[start]

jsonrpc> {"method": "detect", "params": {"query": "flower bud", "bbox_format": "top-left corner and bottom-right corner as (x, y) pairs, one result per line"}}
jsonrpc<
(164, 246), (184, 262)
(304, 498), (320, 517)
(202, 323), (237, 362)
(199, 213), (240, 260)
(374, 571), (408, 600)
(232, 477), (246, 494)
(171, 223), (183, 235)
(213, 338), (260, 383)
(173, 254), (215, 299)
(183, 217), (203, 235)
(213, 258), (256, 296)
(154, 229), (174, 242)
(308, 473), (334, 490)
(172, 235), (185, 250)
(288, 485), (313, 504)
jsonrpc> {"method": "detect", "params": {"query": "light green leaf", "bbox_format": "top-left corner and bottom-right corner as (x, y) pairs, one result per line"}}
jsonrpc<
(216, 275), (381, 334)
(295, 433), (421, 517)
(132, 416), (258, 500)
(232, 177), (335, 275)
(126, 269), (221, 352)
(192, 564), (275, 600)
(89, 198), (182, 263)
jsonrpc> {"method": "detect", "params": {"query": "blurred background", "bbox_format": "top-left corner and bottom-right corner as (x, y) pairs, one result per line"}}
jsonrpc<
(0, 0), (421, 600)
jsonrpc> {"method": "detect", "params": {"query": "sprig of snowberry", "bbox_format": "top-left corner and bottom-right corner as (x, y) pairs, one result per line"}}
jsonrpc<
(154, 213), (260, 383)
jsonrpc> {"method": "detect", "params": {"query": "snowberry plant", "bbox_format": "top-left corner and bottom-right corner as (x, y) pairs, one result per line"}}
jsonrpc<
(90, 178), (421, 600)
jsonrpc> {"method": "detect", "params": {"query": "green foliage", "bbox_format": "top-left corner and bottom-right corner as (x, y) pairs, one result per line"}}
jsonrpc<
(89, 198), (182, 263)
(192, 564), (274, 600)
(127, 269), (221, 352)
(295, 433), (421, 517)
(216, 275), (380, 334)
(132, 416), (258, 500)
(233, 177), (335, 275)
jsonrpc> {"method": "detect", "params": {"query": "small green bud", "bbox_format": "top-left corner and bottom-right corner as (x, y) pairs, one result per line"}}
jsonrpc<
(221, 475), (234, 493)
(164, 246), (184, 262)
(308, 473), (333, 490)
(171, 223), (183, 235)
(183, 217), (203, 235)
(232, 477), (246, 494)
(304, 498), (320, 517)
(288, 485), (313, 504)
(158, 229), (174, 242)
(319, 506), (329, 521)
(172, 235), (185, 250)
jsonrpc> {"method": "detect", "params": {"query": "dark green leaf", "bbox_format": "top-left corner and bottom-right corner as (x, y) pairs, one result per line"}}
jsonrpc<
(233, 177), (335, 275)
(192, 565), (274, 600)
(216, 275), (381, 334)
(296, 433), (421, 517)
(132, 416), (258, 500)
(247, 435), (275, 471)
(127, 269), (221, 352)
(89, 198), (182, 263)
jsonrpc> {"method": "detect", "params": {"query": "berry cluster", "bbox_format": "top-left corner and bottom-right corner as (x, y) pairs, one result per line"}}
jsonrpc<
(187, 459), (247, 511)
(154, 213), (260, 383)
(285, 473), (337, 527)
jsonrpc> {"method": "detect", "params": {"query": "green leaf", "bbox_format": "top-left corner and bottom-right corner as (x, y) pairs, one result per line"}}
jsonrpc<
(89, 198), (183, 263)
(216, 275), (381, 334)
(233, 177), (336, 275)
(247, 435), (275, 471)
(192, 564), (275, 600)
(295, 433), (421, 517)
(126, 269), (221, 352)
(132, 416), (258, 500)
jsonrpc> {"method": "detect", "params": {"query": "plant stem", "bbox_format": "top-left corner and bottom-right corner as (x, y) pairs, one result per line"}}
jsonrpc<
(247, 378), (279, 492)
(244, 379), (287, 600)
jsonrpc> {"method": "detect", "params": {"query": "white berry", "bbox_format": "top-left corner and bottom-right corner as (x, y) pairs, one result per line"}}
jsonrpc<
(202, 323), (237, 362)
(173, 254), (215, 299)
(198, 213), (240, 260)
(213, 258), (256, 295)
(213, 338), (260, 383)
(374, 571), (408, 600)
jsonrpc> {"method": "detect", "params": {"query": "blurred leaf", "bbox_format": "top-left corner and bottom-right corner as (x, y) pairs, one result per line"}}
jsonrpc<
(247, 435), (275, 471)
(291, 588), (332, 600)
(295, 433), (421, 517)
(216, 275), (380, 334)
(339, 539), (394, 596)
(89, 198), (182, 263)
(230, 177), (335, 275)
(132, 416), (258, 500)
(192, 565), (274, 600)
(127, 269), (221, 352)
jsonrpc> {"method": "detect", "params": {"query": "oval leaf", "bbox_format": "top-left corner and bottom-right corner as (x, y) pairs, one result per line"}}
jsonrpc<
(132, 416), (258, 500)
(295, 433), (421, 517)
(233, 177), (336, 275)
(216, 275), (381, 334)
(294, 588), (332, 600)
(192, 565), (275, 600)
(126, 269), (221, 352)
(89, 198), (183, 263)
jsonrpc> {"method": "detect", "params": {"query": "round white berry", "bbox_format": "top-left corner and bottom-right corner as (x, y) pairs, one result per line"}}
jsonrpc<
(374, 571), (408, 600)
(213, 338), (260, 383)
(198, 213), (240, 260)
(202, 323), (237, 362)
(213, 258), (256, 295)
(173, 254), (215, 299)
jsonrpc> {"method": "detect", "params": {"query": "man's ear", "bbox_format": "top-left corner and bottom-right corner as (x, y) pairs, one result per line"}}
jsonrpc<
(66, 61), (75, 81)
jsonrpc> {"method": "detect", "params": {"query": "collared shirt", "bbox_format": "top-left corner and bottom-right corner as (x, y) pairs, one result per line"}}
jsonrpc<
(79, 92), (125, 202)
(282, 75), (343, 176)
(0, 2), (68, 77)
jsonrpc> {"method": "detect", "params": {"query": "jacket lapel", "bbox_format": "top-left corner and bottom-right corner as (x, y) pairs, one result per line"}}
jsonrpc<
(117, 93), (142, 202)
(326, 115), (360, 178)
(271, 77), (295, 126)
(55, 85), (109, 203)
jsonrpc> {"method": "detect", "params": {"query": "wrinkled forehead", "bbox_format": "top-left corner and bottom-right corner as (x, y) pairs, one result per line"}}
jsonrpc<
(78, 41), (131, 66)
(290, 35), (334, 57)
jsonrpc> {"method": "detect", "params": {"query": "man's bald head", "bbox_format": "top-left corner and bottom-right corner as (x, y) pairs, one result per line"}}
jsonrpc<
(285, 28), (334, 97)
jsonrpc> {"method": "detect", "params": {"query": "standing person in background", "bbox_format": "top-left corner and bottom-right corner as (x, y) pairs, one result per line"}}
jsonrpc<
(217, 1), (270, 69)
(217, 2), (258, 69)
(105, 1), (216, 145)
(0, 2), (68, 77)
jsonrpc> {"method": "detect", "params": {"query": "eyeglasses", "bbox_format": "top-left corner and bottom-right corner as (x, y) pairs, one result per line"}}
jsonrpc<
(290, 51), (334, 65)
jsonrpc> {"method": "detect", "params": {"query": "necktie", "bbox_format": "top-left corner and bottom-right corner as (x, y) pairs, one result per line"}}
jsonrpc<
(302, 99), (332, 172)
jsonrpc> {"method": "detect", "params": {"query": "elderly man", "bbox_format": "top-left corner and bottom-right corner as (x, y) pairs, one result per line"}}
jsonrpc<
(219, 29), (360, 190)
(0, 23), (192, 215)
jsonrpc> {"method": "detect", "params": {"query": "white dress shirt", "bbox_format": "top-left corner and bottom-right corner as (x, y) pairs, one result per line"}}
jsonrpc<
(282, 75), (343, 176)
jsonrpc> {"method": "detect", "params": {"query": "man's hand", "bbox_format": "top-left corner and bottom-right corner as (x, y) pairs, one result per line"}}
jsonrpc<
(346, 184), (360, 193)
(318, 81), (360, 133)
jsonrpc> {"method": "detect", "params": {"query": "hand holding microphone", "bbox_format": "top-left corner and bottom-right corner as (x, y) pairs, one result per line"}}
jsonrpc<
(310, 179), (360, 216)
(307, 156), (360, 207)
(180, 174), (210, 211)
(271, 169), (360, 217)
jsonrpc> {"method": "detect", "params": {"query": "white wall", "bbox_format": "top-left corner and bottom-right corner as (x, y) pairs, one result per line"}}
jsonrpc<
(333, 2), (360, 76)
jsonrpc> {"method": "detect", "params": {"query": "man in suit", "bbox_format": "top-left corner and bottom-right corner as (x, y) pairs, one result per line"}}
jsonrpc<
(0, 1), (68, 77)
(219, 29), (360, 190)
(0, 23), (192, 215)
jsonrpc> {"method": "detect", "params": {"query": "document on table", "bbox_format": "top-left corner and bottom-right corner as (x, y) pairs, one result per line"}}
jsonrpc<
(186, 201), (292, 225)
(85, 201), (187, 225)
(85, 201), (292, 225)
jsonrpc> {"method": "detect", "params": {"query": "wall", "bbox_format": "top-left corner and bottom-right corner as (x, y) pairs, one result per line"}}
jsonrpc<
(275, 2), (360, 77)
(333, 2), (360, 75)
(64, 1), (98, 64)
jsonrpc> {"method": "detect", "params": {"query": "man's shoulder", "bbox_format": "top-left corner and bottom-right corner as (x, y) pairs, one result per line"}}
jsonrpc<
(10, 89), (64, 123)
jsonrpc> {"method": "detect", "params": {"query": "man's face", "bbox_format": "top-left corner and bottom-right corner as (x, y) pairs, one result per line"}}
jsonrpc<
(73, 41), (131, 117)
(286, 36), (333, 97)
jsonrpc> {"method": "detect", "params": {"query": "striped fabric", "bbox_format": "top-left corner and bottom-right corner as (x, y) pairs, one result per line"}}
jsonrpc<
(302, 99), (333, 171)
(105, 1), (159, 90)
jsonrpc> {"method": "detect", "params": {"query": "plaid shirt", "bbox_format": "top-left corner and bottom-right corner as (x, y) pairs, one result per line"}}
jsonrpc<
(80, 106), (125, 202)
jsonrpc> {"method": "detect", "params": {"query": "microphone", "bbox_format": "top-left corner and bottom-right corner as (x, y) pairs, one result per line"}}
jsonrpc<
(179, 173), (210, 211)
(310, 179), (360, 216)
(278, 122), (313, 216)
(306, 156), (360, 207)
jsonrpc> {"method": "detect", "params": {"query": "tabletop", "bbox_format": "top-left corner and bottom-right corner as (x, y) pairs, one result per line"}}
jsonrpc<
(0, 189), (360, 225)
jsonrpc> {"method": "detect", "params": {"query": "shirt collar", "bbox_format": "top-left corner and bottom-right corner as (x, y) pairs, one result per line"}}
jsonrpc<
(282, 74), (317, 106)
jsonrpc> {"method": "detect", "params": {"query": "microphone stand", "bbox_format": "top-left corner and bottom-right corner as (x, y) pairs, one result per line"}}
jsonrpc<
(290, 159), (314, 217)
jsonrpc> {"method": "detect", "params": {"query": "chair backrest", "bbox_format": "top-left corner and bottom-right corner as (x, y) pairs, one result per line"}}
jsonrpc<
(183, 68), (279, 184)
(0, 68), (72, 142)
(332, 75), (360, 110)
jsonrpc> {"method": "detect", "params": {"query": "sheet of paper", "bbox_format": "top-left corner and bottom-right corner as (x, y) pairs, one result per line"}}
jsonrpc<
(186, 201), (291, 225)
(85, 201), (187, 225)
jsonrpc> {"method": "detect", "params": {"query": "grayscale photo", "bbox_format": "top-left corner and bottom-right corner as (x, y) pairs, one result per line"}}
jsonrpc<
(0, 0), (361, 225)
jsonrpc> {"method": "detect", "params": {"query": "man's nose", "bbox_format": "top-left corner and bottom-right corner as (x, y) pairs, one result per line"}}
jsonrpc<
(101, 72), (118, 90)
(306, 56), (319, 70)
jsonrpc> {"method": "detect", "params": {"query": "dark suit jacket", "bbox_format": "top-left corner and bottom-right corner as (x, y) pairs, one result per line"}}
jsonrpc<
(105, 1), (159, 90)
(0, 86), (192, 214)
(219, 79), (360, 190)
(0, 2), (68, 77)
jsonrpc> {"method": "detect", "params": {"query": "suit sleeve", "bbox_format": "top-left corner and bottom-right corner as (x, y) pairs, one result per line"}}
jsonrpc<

[end]

◆ **Exercise**
Pull out every line of the records above that contains the word "microphone", copying each one in full. Case counts.

◆ **The output**
jsonrpc> {"method": "detect", "params": {"query": "hand holding microphone", "bbox_format": "top-left corner and bottom-right corner as (x, y) pairs, one result per line"}}
jsonrpc> {"method": "detect", "params": {"query": "microphone", "bbox_format": "top-left corner and bottom-right corner as (x, y) pairs, one result per line"}}
jsonrpc> {"method": "detect", "params": {"query": "microphone stand", "bbox_format": "top-left corner and bottom-right corner as (x, y) pairs, one result per line"}}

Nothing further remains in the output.